_Text block_
· · ·

E2 Conjugating

These enzymes perform the second step in Ub (or UBL) conjugation reactions by forming a thiolester linkage between its active site cysteine with the C-terminal glycine of the modifier. E2 enzymes function alone and in conjunction with E3 ligase to catalyze the attachment of Ub (or UBL) proteins to acceptor lysine residues of target proteins to form isopeptide bonds. E2 enzymes act via selective protein–protein interactions with the E1 and E3 enzymes. It transfers the activated Ub/UBL to downstream effectors (E3s) to facilitate substrate modification. While E3s are involved in substrate selection, E2s are the main determinants for the lysine linkage present in Ub/UBL chains or substrates and thus directly influences the cellular fate of the substrate. The target lysine makes a nucleophilic attack on the carbonyl group of the Ub/Ubl-E2 thioester linkage upon deprotonation.

· · ·

_Things to do_
1. Set down the text on E2 conjugating enzymes word for word, between "E2 Conjugating" and "linkage upon deprotonation.", inclusive.
2. Answer these from the text on E2 conjugating enzymes:
(a) What kind of linkage do E2 enzymes form between their active site cysteine and the C-terminal glycine of the modifier?
(b) Which enzymes does the text say are involved in substrate selection?
(c) What makes a nucleophilic attack on the carbonyl group of the Ub/Ubl-E2 thioester linkage?

_Data below_
· · ·

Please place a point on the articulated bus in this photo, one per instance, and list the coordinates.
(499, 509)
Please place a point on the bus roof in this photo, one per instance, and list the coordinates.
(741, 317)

· · ·

_Numbered responses_
1.
E2 Conjugating

These enzymes perform the second step in Ub (or UBL) conjugation reactions by forming a thiolester linkage between its active site cysteine with the C-terminal glycine of the modifier. E2 enzymes function alone and in conjunction with E3 ligase to catalyze the attachment of Ub (or UBL) proteins to acceptor lysine residues of target proteins to form isopeptide bonds. E2 enzymes act via selective protein–protein interactions with the E1 and E3 enzymes. It transfers the activated Ub/UBL to downstream effectors (E3s) to facilitate substrate modification. While E3s are involved in substrate selection, E2s are the main determinants for the lysine linkage present in Ub/UBL chains or substrates and thus directly influences the cellular fate of the substrate. The target lysine makes a nucleophilic attack on the carbonyl group of the Ub/Ubl-E2 thioester linkage upon deprotonation.

2.
(a) A thiolester linkage.
(b) E3s.
(c) The target lysine, upon deprotonation.